Work required: Write out the passage of the text on the Ascension hospital sale that runs from "Ascension selling 9" up to and including "to Prime Healthcare.", word for word.

Reading text:
------------------------------

In a joint statement given to press, the organizations said that the hospital's "standby" emergency department sees just two to three patients per week.

Prime Healthcare is among the country's largest for-profit health systems with 44 hospitals and about 300 outpatient centers. Its nonprofit subsidiary, the Prime Healthcare Foundation, runs 14 of those hospitals and would be taking control of one of the nine involved in the Ascension deal.

Prime said in the deal announcement that it plans to invest $250 million into the acquired facilities' systems and technology alongside other improvements. It also said it plans to keep on nearly all impacted employees. 


July 25, 2024

Ascension selling 9 Illinois hospitals, several care sites to for-profit Prime Healthcare

Ascension Illinois is selling several hospitals and their associated physician practices, post-acute and senior living facilities to Prime Healthcare.

------------------------------

Point-per-instance localization data
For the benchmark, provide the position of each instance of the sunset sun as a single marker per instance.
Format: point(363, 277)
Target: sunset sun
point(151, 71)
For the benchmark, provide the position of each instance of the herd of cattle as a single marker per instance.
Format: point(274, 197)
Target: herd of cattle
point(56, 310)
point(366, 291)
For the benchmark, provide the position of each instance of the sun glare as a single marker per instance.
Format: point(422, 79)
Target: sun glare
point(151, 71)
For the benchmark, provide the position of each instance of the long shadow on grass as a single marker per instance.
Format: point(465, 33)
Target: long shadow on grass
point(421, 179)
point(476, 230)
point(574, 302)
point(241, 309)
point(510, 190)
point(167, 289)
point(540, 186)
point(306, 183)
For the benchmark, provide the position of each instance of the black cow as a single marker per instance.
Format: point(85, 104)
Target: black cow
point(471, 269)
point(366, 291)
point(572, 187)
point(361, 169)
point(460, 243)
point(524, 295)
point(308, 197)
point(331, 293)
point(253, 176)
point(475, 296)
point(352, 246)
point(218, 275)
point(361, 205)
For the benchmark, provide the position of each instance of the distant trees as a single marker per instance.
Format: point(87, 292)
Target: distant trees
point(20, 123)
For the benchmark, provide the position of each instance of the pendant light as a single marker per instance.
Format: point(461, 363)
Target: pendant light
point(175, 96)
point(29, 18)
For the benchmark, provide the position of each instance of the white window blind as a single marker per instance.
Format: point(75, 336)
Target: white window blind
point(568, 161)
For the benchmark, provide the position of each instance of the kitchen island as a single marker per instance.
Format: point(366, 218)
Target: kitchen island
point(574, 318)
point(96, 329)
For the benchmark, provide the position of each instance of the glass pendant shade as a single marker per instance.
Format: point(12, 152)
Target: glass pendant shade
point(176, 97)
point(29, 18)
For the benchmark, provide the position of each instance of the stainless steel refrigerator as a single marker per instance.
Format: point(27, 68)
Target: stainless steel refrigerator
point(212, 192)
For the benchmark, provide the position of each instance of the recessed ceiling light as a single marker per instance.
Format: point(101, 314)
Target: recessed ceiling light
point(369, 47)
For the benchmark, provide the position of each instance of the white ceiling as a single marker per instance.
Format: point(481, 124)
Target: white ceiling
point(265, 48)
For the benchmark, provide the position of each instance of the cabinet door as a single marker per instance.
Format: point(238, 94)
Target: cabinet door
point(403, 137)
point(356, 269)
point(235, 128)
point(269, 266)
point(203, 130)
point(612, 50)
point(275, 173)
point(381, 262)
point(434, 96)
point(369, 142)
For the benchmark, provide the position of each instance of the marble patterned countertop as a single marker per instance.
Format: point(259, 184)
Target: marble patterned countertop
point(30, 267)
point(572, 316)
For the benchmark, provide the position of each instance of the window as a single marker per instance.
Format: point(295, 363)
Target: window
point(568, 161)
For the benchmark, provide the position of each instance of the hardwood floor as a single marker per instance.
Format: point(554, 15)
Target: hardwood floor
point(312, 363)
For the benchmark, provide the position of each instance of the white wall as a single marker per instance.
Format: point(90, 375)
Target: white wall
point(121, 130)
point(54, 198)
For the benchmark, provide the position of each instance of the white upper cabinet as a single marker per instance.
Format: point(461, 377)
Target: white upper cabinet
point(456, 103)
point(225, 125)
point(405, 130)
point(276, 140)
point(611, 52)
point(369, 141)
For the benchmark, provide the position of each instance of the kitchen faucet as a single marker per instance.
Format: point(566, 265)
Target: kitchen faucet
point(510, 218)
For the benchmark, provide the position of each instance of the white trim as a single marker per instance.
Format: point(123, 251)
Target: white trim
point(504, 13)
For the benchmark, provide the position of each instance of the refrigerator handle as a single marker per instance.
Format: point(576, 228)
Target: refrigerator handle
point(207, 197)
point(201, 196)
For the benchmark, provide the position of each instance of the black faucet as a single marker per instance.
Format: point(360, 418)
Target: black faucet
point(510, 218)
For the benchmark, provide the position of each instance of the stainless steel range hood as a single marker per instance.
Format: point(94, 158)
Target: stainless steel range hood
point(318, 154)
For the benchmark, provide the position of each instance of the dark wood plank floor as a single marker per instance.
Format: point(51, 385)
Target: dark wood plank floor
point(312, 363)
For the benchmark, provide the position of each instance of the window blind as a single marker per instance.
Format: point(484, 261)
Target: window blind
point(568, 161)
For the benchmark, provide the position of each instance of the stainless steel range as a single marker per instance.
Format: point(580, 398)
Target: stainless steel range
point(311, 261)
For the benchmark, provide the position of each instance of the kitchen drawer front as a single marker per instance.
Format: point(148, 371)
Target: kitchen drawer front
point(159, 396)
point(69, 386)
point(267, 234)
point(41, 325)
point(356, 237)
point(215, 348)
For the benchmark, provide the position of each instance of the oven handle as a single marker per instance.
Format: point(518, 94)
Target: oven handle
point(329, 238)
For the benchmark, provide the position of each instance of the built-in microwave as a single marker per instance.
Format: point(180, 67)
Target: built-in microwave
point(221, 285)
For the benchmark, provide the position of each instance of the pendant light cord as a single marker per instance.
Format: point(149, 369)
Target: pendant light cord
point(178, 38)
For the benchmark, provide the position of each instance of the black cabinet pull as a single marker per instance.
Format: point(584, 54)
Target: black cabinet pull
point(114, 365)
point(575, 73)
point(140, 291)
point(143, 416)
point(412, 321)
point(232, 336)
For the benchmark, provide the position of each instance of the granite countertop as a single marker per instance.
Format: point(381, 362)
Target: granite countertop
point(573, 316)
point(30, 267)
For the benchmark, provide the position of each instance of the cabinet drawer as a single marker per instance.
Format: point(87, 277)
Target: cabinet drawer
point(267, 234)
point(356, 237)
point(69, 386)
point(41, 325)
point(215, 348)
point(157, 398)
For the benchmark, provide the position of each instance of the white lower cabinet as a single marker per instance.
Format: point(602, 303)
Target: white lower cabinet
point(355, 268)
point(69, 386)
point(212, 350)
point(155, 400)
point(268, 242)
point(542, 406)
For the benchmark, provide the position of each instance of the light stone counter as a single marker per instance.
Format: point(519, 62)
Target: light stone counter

------------------------------

Task solution:
Ascension selling 9 Illinois hospitals, several care sites to for-profit Prime Healthcare

Ascension Illinois is selling several hospitals and their associated physician practices, post-acute and senior living facilities to Prime Healthcare.